Exercise » Lines before the one containing "of the sky." are left out; copy that line and every later line through the end of the data exactly.

Data to use »
"""
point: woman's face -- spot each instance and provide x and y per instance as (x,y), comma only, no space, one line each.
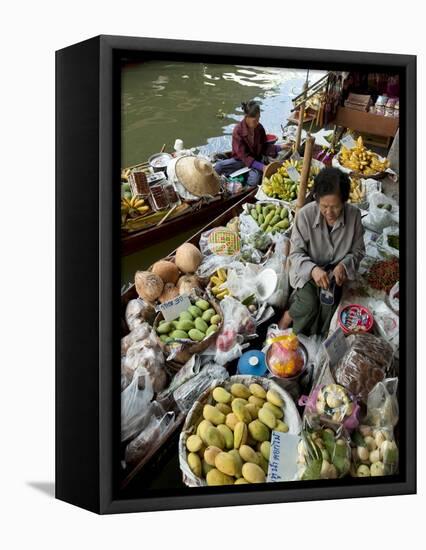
(331,207)
(252,121)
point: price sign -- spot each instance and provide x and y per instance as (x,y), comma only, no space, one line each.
(293,173)
(348,141)
(283,457)
(173,308)
(336,346)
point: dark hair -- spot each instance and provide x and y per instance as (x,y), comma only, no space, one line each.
(332,181)
(251,108)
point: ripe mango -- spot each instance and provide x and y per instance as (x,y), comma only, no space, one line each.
(240,390)
(257,391)
(268,418)
(225,463)
(273,397)
(227,435)
(194,443)
(258,401)
(275,410)
(221,395)
(213,415)
(213,437)
(248,454)
(259,431)
(253,473)
(194,463)
(240,435)
(224,408)
(214,477)
(210,455)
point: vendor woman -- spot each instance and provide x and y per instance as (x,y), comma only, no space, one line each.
(327,246)
(249,146)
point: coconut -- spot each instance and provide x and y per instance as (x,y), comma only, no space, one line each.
(168,271)
(188,282)
(188,258)
(169,293)
(148,285)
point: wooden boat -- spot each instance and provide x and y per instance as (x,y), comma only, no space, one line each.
(162,447)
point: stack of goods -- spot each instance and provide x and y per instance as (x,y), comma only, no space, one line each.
(358,102)
(271,218)
(361,160)
(284,184)
(226,438)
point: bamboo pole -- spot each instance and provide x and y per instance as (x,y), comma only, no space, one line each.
(304,176)
(301,118)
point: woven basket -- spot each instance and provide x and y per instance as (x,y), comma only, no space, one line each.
(195,415)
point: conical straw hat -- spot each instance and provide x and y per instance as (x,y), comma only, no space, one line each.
(197,176)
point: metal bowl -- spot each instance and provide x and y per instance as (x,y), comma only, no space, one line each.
(159,161)
(296,376)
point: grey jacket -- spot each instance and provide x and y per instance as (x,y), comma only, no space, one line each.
(312,245)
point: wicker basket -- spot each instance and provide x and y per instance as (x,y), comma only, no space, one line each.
(195,415)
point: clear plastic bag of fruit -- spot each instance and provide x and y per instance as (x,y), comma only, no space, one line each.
(238,326)
(187,393)
(157,429)
(135,400)
(323,452)
(332,403)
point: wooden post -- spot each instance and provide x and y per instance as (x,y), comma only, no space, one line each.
(304,177)
(301,118)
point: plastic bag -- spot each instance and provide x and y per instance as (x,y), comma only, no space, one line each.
(331,403)
(187,393)
(135,401)
(324,453)
(278,263)
(366,363)
(394,297)
(189,370)
(238,326)
(140,332)
(382,404)
(138,312)
(375,452)
(383,212)
(157,429)
(147,353)
(388,242)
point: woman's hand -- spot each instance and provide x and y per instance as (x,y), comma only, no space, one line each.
(339,273)
(320,277)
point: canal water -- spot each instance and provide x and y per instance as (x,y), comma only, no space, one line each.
(200,104)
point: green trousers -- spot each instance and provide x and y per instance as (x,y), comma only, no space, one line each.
(309,315)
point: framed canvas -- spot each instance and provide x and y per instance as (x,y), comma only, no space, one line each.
(157,406)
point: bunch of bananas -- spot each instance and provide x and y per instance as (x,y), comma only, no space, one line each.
(357,193)
(281,186)
(217,280)
(362,160)
(132,208)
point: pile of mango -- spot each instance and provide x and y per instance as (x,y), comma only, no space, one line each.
(362,160)
(271,218)
(198,322)
(281,186)
(232,442)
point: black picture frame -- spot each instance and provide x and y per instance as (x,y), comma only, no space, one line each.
(88,273)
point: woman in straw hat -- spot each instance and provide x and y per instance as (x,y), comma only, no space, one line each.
(249,146)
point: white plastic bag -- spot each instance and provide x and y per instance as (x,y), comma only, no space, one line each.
(383,212)
(135,401)
(383,243)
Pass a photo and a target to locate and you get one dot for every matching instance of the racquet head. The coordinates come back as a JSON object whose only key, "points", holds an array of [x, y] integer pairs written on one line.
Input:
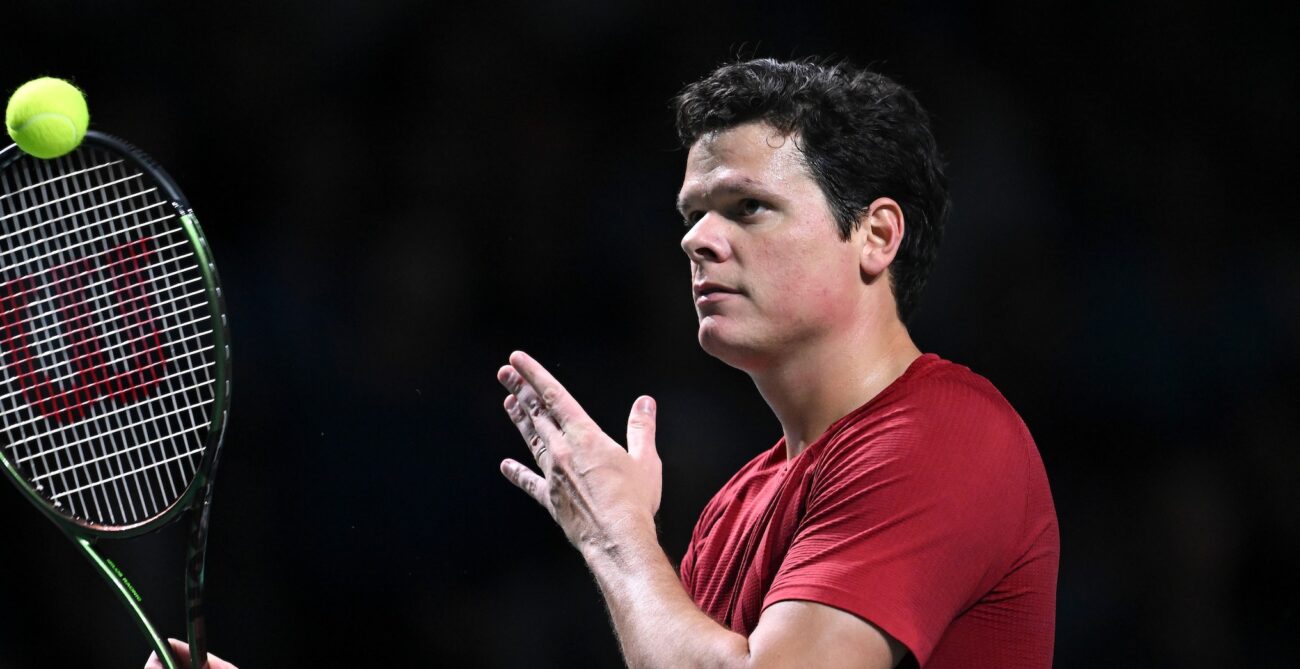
{"points": [[115, 360]]}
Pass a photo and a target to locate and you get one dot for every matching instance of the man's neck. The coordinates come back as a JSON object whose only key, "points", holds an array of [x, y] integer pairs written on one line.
{"points": [[820, 383]]}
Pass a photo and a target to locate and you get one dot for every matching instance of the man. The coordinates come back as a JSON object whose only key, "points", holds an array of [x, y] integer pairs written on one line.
{"points": [[905, 513]]}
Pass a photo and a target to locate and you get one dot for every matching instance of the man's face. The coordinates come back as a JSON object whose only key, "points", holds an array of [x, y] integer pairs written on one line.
{"points": [[770, 273]]}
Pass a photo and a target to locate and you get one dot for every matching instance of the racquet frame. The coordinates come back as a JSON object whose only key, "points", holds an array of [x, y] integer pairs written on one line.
{"points": [[196, 498]]}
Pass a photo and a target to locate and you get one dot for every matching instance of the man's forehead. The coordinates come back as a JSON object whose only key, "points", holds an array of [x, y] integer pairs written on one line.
{"points": [[748, 156]]}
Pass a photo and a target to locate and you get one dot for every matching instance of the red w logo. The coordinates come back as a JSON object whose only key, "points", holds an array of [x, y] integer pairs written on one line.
{"points": [[96, 369]]}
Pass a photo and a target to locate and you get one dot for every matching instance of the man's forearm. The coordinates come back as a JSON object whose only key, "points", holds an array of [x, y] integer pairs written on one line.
{"points": [[657, 622]]}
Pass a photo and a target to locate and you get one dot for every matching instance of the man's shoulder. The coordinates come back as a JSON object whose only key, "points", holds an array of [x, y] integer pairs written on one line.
{"points": [[940, 404]]}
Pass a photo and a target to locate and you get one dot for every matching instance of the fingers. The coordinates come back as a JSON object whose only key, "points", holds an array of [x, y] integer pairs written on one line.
{"points": [[532, 379], [641, 429], [527, 429], [181, 651], [528, 481]]}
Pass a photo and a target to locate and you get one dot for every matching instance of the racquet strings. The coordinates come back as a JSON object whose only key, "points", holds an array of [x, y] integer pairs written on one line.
{"points": [[107, 364]]}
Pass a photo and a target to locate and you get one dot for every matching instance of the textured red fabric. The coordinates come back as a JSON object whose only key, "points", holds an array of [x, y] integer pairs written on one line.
{"points": [[926, 512]]}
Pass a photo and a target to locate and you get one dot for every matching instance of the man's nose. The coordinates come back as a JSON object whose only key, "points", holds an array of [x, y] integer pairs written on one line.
{"points": [[706, 240]]}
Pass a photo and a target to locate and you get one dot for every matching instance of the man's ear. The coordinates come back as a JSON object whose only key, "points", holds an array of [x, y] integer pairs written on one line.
{"points": [[880, 237]]}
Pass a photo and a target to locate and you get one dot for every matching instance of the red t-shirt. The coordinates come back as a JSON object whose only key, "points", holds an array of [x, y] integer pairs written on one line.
{"points": [[924, 511]]}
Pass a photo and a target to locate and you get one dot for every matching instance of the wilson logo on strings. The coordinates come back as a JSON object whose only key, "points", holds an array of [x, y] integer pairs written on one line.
{"points": [[64, 387]]}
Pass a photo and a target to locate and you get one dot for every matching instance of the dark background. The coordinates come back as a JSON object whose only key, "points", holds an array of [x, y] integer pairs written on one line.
{"points": [[401, 192]]}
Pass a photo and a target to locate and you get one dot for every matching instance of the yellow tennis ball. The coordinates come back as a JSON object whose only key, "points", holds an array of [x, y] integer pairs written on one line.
{"points": [[47, 117]]}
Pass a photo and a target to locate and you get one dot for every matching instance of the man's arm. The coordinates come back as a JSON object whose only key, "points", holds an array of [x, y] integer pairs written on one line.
{"points": [[605, 499]]}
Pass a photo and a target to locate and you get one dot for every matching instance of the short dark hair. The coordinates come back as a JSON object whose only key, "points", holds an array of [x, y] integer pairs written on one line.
{"points": [[862, 137]]}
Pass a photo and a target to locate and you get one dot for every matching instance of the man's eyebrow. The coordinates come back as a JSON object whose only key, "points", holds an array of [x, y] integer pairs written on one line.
{"points": [[742, 185]]}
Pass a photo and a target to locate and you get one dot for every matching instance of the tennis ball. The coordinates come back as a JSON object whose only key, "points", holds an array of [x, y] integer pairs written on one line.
{"points": [[47, 117]]}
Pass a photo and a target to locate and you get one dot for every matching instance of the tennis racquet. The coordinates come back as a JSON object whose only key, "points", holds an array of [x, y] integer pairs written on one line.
{"points": [[115, 364]]}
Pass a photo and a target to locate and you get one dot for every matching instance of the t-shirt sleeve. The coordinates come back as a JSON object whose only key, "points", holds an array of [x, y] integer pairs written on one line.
{"points": [[908, 524]]}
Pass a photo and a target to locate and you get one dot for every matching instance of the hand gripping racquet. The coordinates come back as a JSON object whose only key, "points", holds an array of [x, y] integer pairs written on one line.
{"points": [[115, 364]]}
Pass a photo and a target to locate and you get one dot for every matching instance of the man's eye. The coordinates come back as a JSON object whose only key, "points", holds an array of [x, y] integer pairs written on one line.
{"points": [[749, 207]]}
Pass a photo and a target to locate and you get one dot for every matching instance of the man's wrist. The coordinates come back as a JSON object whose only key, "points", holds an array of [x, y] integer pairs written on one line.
{"points": [[624, 547]]}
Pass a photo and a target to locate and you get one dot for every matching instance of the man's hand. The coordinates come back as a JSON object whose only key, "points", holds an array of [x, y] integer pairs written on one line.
{"points": [[598, 492], [182, 651]]}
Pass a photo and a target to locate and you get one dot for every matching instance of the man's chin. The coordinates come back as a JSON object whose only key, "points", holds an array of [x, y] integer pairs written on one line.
{"points": [[726, 346]]}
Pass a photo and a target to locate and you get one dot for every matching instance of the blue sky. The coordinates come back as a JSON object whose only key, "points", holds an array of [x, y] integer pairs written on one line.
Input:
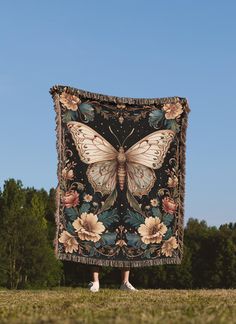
{"points": [[127, 48]]}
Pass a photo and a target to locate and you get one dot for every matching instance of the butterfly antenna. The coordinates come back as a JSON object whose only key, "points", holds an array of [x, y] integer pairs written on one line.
{"points": [[128, 136], [114, 135]]}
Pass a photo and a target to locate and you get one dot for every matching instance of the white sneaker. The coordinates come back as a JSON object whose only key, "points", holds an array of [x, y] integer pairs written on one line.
{"points": [[93, 286], [127, 286]]}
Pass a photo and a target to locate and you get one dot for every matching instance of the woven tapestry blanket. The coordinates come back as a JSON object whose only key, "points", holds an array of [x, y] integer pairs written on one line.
{"points": [[121, 178]]}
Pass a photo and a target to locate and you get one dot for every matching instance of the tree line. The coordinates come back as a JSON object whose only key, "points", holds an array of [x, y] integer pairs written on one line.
{"points": [[27, 260]]}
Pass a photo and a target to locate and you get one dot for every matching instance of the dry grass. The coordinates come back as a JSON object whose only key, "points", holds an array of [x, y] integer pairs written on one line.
{"points": [[78, 305]]}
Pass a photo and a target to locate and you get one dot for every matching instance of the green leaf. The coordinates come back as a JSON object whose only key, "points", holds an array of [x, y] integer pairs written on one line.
{"points": [[72, 213], [167, 219], [155, 117], [91, 252], [84, 208], [108, 238], [109, 217], [87, 110], [134, 219], [109, 202], [172, 124], [70, 228], [156, 212], [134, 240]]}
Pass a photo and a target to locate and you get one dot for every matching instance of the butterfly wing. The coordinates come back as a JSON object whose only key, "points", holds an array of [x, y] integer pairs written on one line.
{"points": [[140, 179], [151, 150], [101, 156], [91, 146], [102, 176], [144, 156]]}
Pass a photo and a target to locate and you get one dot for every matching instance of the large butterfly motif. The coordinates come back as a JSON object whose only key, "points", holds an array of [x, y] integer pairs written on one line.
{"points": [[109, 167]]}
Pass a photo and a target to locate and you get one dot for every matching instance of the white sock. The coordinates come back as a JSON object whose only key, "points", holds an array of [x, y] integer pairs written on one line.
{"points": [[96, 284]]}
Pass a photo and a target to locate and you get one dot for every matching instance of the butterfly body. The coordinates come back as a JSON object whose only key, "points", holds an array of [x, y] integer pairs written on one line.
{"points": [[121, 171], [109, 167]]}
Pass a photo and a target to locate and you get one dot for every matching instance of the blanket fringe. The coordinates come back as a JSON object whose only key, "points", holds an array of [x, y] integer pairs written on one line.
{"points": [[118, 263]]}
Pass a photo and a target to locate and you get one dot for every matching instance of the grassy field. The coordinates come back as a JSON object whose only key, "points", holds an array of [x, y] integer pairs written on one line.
{"points": [[78, 305]]}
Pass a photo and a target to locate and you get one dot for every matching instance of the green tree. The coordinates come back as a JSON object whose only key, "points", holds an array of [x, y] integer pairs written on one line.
{"points": [[26, 256]]}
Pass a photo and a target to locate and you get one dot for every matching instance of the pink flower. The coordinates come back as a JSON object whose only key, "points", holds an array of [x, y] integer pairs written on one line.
{"points": [[69, 242], [71, 199], [172, 110], [168, 246], [67, 174], [169, 205], [152, 231], [70, 101], [172, 181]]}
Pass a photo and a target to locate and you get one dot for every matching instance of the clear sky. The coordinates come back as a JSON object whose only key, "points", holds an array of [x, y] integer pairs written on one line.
{"points": [[132, 48]]}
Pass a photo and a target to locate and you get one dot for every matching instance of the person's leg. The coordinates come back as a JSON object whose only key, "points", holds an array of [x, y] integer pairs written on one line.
{"points": [[94, 284], [125, 284], [95, 273], [125, 274]]}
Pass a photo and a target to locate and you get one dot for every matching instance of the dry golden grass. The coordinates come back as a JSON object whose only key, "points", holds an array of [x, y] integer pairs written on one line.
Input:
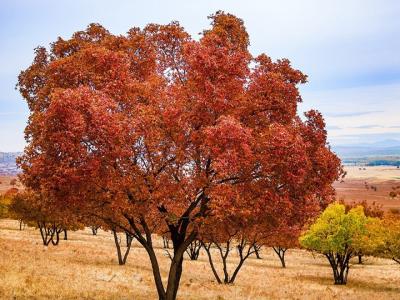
{"points": [[353, 187], [85, 267]]}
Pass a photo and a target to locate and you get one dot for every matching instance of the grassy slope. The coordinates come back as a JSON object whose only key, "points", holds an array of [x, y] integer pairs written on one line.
{"points": [[85, 267]]}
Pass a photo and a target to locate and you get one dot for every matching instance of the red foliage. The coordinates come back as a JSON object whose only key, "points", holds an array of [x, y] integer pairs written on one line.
{"points": [[155, 130]]}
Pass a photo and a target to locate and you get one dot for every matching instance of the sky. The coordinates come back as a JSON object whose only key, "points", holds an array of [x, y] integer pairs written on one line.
{"points": [[349, 49]]}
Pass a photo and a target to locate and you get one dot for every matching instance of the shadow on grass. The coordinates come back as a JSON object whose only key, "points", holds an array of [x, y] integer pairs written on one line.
{"points": [[353, 283]]}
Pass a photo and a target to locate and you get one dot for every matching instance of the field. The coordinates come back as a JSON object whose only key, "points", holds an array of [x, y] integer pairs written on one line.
{"points": [[354, 186], [85, 267]]}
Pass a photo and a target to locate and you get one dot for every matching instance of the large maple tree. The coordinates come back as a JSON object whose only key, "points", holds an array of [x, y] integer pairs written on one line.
{"points": [[155, 129]]}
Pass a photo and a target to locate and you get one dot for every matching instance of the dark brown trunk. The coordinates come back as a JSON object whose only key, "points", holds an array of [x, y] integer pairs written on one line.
{"points": [[194, 250], [340, 266], [256, 251], [94, 230], [360, 259], [281, 254], [122, 258]]}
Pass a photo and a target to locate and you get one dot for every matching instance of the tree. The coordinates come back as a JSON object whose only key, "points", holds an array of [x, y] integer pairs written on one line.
{"points": [[373, 210], [338, 235], [145, 131], [27, 207]]}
"""
Exercise answer »
Pass a photo and a target to locate and you get one dot for every matching instance of the sky. The coordinates come back as a JSON object whose only key, "points", holds an array of [x, y] integer pairs written on one line.
{"points": [[349, 49]]}
Pass a photo and a target to locate and you get one dot for every matching instance of the shadow on grass. The coordinates come back as a JSON object whose only key, "points", holds an array of [x, y] integer pairs written on one line.
{"points": [[353, 283]]}
Pass a photo and a target to locate and you get one dot for every matching instance of the field. The coordinates come back as a JSON object whose only key, "points", holds an array of [x, y] integer pairs written on one line.
{"points": [[354, 186], [85, 267]]}
Pass a photo and a target to locate and you get one dot for every matching instance of the large maple tree. The coordinates come back as a JSON object whose only key, "points", holds an array of [x, y] integer pairs written on one line.
{"points": [[155, 129]]}
Pass a photo and a target to locate and you get one dot for every matching instance of the dark brown trunk. The coordinates come back as a JSON object whose only key, "points", holds an array of [x, y] integer pairs written on one line.
{"points": [[194, 250], [340, 266], [256, 251], [94, 230], [360, 259], [281, 254], [122, 258]]}
Pass a photo and a target to locate and you get one dot for every matching instance of the tree. The coordinates come back as a JSON object whose only key, "points", holds an array of [x, y] integer pairs written on one line.
{"points": [[373, 210], [338, 235], [145, 131], [27, 207]]}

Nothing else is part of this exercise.